**TASK TO CARRY OUT**
Reproduce the listing below word for word, keeping every line and character unchanged.

**EXERCISE MATERIALS**
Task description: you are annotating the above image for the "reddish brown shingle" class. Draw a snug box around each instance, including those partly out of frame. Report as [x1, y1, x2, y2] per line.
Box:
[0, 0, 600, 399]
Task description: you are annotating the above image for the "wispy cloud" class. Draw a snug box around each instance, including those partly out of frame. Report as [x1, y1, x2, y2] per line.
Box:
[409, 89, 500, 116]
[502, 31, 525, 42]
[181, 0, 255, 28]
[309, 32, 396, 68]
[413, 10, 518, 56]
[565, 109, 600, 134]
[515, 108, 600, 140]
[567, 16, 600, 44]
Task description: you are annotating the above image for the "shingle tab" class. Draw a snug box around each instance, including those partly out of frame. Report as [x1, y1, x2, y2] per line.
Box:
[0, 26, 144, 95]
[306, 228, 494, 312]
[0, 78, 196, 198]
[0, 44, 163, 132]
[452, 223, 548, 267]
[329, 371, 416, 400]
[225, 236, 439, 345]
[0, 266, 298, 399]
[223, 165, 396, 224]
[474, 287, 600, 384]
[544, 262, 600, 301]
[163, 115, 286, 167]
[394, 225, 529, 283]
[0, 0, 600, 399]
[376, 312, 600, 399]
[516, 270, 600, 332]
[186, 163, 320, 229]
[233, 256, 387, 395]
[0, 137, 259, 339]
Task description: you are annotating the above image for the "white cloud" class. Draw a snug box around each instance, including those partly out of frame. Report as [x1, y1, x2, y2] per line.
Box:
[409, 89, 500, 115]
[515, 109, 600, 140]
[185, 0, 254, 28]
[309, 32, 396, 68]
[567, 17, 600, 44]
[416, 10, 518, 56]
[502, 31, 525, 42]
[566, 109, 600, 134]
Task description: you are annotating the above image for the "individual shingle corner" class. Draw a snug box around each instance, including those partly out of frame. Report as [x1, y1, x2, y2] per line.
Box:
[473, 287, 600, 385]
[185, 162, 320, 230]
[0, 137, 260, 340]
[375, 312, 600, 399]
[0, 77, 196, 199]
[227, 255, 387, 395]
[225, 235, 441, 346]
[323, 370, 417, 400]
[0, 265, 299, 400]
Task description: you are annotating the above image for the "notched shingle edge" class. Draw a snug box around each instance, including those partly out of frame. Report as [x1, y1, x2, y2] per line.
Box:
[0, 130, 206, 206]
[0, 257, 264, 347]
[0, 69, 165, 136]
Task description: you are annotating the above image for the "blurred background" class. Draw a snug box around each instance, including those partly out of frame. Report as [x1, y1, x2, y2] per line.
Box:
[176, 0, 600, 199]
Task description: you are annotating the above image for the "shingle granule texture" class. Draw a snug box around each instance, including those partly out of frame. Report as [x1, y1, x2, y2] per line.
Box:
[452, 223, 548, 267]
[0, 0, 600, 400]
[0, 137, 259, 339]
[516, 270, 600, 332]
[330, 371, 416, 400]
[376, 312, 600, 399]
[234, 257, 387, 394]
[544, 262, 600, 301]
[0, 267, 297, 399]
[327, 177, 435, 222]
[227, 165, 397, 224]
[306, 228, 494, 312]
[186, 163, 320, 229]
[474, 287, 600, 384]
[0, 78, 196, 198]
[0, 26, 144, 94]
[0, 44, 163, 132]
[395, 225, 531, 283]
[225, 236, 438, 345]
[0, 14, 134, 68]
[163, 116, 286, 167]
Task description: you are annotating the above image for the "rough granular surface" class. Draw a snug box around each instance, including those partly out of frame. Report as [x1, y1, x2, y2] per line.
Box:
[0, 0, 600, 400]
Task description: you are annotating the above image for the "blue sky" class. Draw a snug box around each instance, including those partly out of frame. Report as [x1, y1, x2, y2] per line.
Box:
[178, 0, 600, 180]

**ANSWER TO THIS EXERCISE**
Task description: you are annotating the above image for the "reddish brown shingle" class. Draw a snug box around each instance, including those partly out of frame. Report as [x1, y1, x2, y2] per line.
Box:
[0, 0, 600, 399]
Task description: you are annotating the above image for the "wispy cloud" class. Draw a snug box around each instance, including those partly out of frame. Report as [x1, y1, x2, y2] per line.
Box:
[409, 89, 500, 116]
[502, 31, 525, 42]
[181, 0, 255, 28]
[309, 32, 396, 68]
[413, 10, 518, 56]
[565, 109, 600, 134]
[515, 108, 600, 140]
[567, 16, 600, 44]
Task description: you are annotating the above image for the "shingle tab" class. Draw a snug box around each instance, including those partly out of frame. Report as [x1, y1, x2, y2] per line.
Box:
[0, 26, 144, 95]
[306, 228, 494, 312]
[0, 78, 196, 198]
[0, 44, 163, 132]
[452, 223, 548, 267]
[329, 371, 416, 400]
[225, 236, 439, 345]
[0, 266, 298, 399]
[223, 165, 396, 224]
[474, 287, 600, 384]
[544, 262, 600, 301]
[163, 115, 286, 167]
[394, 225, 529, 283]
[0, 0, 600, 399]
[376, 312, 600, 399]
[516, 270, 600, 332]
[186, 163, 320, 229]
[233, 256, 387, 395]
[0, 137, 259, 339]
Task description: you are annotating the above image for the "white cloud" class. Draw a snug box around each instance, including those partly out of frame. Report as [x1, y1, x2, y2] per line.
Box:
[409, 89, 500, 115]
[515, 109, 600, 140]
[185, 0, 254, 28]
[309, 32, 396, 68]
[567, 17, 600, 44]
[416, 10, 518, 56]
[502, 31, 525, 42]
[566, 109, 600, 134]
Task description: you are annotating the above image for the "individual shingle corner" class. Draw a snug box around each instance, including those partly out of frame. Report as [x1, y1, x2, y2] per line.
Box:
[473, 287, 600, 385]
[185, 162, 320, 230]
[0, 137, 260, 340]
[375, 312, 600, 399]
[0, 77, 196, 199]
[227, 255, 387, 395]
[225, 235, 441, 346]
[323, 370, 417, 400]
[0, 265, 299, 400]
Task description: you are annotating the above image for the "notched shingle edge" class. Draw a snug box around each instance, including those partly out of frame. Report as [x1, y1, x2, y2] per line.
Box:
[0, 130, 206, 206]
[0, 257, 264, 347]
[0, 69, 165, 136]
Task description: you are annotating the above image for the "blurred background" class. Draw a snug box around each instance, including those partly out of frame. Report as [x1, y1, x2, y2] per line.
Box:
[176, 0, 600, 199]
Task description: you are annotating the above image for the "shingle granule texture" class. Draw a snug box around each instance, including those partly out of frame. Report as [x1, y1, x2, y2] per line.
Box:
[452, 223, 548, 267]
[0, 0, 600, 400]
[0, 137, 259, 339]
[516, 270, 600, 332]
[330, 371, 416, 400]
[376, 312, 600, 399]
[234, 257, 387, 394]
[544, 262, 600, 301]
[0, 267, 297, 399]
[327, 177, 435, 222]
[227, 165, 397, 224]
[306, 228, 494, 312]
[186, 163, 320, 229]
[474, 287, 600, 384]
[0, 78, 196, 198]
[0, 26, 144, 94]
[0, 44, 163, 132]
[395, 225, 531, 283]
[225, 236, 438, 345]
[0, 14, 134, 68]
[163, 116, 286, 167]
Task description: you are annotating the above image for the "rough granular surface" class. Draw a snug box around each instance, including those partly out of frame. Report as [x1, y1, x2, y2] per line.
Box:
[0, 0, 600, 400]
Task description: you are annotating the above image for the "blue sky" class. Draw a snug box around each instance, including those partly out of frame. Report as [x1, y1, x2, y2] per line.
Box:
[178, 0, 600, 180]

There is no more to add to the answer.